- Deine Aufgabe
Aktualisiere die Zeilen, beginnend bei der Zeile mit „In the screenshot above, where is the concrete“ und endend bei der Zeile mit „[423,77,637,374]“, und gib nur diese wieder. Ersetze darin „ceiling fan“ durch „overhead fan“ und lass alles andere unverändert.

┄┄┄┄┄┄┄┄┄┄┄┄┄┄┄┄┄┄┄┄

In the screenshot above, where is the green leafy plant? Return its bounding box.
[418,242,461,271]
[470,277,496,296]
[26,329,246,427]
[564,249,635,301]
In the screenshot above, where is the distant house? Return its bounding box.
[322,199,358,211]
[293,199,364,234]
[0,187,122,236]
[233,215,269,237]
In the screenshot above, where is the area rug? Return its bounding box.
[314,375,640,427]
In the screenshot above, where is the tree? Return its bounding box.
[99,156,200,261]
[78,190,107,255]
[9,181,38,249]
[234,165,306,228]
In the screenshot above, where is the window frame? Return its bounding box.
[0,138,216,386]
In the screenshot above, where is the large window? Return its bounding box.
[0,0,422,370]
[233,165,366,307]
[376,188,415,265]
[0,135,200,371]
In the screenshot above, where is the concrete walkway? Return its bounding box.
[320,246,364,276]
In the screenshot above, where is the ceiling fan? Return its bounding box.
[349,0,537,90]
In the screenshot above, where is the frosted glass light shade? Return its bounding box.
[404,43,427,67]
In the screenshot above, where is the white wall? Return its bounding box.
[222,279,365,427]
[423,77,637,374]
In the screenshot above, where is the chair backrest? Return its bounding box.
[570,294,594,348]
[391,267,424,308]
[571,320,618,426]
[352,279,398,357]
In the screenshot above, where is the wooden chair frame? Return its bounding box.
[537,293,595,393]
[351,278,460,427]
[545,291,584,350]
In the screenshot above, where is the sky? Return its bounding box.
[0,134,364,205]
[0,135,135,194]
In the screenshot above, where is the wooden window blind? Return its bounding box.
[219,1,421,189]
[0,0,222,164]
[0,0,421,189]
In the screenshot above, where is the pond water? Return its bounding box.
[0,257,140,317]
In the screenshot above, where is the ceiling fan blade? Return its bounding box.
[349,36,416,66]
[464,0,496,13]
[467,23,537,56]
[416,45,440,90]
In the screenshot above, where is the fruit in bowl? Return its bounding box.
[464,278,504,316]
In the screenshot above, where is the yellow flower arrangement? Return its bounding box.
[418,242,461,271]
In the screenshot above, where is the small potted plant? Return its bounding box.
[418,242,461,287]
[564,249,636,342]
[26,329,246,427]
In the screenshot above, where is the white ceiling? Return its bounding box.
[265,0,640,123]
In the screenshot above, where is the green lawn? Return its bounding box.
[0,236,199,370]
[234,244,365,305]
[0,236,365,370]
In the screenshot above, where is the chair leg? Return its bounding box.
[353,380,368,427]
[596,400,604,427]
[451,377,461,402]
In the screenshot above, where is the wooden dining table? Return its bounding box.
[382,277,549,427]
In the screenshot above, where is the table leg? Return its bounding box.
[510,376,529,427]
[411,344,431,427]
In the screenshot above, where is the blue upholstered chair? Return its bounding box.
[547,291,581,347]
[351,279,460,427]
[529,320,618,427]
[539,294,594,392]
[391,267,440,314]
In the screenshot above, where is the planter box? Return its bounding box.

┄┄┄┄┄┄┄┄┄┄┄┄┄┄┄┄┄┄┄┄

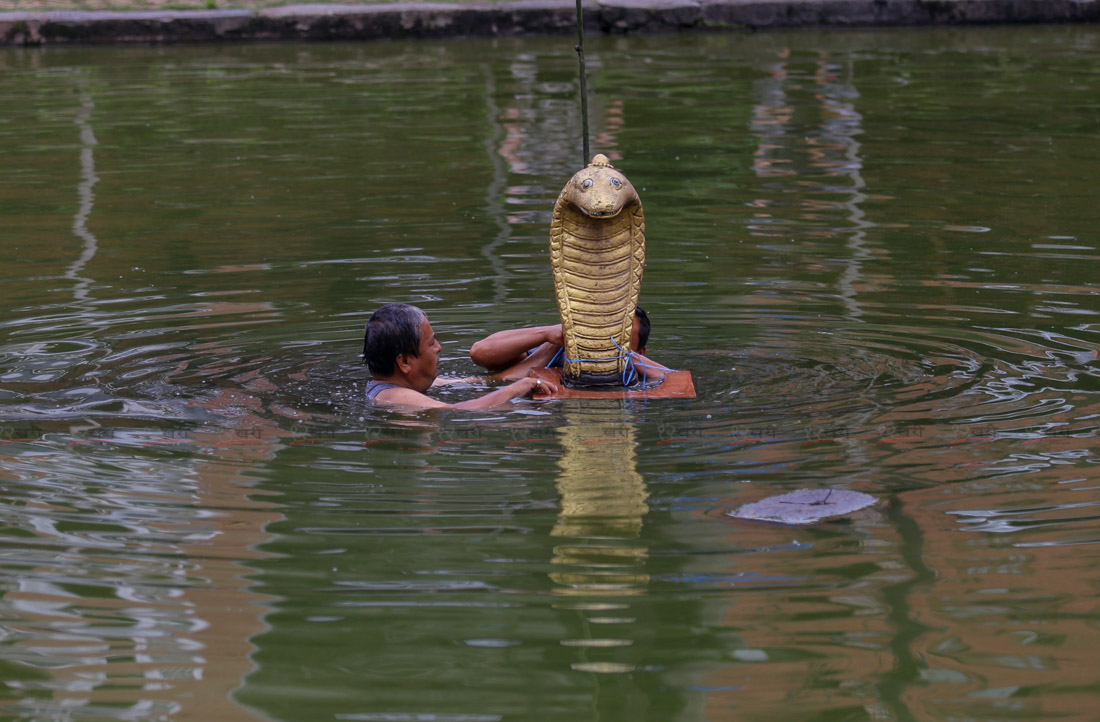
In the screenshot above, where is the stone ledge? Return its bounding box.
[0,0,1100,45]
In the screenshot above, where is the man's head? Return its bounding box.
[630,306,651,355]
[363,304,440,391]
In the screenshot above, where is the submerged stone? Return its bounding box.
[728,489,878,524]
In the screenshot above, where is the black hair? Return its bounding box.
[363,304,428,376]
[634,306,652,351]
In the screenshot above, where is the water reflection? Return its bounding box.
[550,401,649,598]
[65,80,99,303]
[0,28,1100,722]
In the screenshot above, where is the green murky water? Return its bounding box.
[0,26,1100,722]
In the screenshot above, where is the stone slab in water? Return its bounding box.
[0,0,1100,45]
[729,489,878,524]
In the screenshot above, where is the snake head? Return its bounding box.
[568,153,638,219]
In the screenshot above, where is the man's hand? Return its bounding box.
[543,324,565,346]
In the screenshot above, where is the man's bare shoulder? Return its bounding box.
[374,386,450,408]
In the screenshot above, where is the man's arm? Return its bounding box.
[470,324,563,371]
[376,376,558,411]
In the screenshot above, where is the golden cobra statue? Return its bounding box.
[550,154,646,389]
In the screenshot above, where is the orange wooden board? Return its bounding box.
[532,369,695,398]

┄┄┄┄┄┄┄┄┄┄┄┄┄┄┄┄┄┄┄┄

- Vollständige Antwort
In the screenshot above, where is the concrete walkway? Return its bounding box.
[320,246,364,276]
In the screenshot above, where is the overhead fan? Return its bounding box.
[349,0,537,90]
In the screenshot above, where is the frosted glass light shade? Return its bounding box.
[404,43,427,67]
In the screenshot above, where is the white wall? Return its bounding box.
[222,279,365,427]
[423,77,637,374]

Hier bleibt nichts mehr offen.